His earlier speech for a day of solidarity or ‘Janata curfew’ was about morale — but his speech announcing a 21-day pan-India lockdown was, in effect, a military campaign. But this added to how he handled the Delhi riots, reveals a consistent pattern that can mean one of three things: mismanagement, laziness or hubris.
The Gujarat riots
This is the pattern: messaging, law and order and panic. In each case, we see past mistakes being repeated again and again, leading to the disturbing conclusion that these aren’t mistakes but deliberate.
We are constantly told that Modi is a master of messaging and 303 seats in Parliament is absolute proof that the man knows how to package his decisions. Yet, we find that this messaging only appeals to the lowest common denominator.
Consider this: the 2002 post-Godhra riots that happened during Modi’s chief ministership in Gujarat had two levels of messaging. For the foreign and domestic press, it was of state complicity in riots. For those who did not consider the press credible (I include myself in this category, having witnessed riots in my childhood at South Arcot — a severe caste friction zone), the narrative was of a man hounded and wronged by a clueless and detached press. This split narrative served Modi well and ultimately, led him to becoming the prime minister.
The Delhi riots
This was repeated again with the 2020 northeast Delhi riots. Despite the reputation setbacks India, Gujarat and he himself suffered due to the Gujarat riots, nothing changed in Modi’s handling of the Delhi riots. Same delayed use of force, same case of the police openly picking sides (there are hard operational reasons for this in the case of Delhi outside the ambit of this article) and the same pogrom allegations.

● EXCERPTED DATA
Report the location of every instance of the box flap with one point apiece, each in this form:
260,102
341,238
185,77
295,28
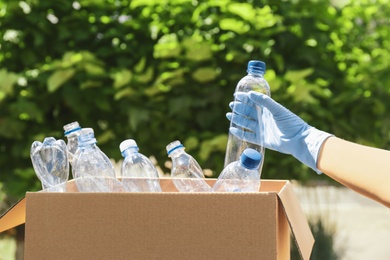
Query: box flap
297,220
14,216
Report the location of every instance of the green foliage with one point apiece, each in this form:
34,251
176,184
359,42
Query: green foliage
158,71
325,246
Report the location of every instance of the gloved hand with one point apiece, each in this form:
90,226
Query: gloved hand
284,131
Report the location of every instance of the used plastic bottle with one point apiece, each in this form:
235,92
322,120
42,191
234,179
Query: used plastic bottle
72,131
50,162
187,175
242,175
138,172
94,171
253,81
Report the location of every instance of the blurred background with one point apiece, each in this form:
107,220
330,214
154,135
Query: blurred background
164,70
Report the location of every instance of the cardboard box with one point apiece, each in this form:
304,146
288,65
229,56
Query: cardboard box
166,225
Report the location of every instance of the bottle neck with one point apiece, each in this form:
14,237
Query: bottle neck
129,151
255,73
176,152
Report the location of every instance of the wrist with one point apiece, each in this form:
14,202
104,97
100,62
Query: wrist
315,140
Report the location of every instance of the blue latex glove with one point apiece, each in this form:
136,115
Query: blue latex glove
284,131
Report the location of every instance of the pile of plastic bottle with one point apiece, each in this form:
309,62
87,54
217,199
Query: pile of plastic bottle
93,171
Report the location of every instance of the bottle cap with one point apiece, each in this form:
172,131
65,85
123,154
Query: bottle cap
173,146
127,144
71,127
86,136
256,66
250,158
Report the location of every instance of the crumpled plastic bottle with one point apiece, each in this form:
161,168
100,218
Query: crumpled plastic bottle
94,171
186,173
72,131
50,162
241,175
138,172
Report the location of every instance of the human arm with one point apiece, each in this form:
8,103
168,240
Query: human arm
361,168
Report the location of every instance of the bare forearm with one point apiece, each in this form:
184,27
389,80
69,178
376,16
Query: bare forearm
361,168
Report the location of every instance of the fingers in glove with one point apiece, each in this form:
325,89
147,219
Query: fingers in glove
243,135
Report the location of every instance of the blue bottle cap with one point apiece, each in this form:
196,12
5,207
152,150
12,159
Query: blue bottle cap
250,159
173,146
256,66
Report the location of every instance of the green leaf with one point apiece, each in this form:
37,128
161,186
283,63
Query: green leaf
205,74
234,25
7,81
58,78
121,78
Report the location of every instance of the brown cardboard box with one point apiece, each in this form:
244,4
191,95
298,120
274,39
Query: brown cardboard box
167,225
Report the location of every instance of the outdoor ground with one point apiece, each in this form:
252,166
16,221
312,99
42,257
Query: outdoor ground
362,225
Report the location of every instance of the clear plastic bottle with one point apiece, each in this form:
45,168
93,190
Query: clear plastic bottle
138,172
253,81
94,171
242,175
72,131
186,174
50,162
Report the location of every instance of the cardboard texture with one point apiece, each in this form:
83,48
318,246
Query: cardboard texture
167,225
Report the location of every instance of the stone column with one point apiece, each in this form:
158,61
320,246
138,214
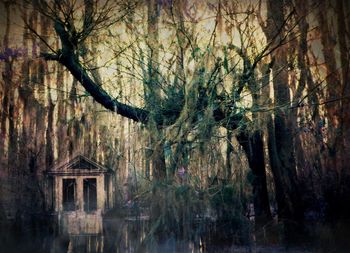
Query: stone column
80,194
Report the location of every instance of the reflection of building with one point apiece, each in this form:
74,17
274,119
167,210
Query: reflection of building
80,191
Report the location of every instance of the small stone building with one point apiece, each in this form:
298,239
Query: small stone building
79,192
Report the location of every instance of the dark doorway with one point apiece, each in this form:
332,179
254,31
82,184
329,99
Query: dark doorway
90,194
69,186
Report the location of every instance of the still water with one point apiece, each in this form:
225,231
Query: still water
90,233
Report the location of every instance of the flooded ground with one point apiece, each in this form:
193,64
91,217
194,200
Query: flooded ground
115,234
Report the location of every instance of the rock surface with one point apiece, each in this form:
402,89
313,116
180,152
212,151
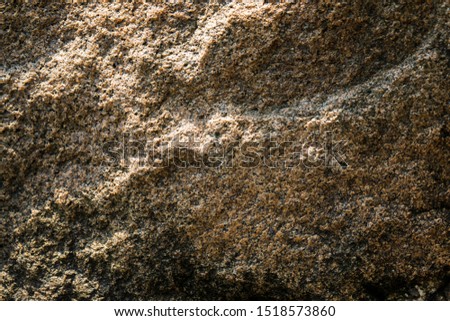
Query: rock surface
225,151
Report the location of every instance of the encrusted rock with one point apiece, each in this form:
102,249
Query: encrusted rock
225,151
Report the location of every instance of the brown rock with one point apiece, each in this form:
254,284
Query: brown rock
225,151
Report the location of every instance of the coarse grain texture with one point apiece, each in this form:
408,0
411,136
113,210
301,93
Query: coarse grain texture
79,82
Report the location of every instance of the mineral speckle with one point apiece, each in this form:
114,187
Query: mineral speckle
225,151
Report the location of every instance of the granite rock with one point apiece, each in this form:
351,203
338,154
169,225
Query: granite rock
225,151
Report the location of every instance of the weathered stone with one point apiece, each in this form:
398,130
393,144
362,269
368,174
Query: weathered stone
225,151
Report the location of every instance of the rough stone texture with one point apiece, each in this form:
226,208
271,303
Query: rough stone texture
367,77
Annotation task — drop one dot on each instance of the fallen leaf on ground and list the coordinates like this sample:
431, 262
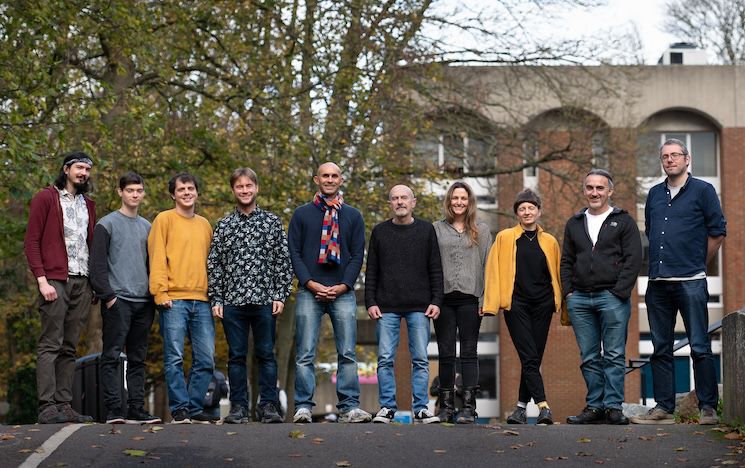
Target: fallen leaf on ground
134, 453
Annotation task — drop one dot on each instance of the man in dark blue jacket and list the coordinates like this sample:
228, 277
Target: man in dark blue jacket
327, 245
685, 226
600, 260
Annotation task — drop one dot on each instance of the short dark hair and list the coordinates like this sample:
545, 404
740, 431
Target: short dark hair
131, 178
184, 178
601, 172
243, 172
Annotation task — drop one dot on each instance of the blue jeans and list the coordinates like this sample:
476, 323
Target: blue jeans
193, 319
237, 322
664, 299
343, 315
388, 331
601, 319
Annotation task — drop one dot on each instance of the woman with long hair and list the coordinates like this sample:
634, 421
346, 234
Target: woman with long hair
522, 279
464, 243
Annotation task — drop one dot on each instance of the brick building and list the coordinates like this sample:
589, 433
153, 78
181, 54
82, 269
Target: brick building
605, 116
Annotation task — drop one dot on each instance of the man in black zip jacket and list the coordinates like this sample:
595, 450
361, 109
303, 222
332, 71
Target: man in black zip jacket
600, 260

● STATED EXERCISE
Using the piece on Modi's handling of crises, decide whether each statement agrees with it: (a) The 21-day lockdown speech was about morale. (b) The 2002 Gujarat riots took place while Modi was chief minister there. (c) Modi handled the Delhi riots differently than the Gujarat riots. Answer yes or no for each, quoting the words of the piece that settle it. The material has no role in any of this.

● EXERCISE OUTPUT
(a) No: "his speech announcing a 21-day pan-India lockdown was, in effect, a military campaign"
(b) Yes: "the 2002 post-Godhra riots that happened during Modi’s chief ministership in Gujarat"
(c) No: "nothing changed in Modi’s handling of the Delhi riots"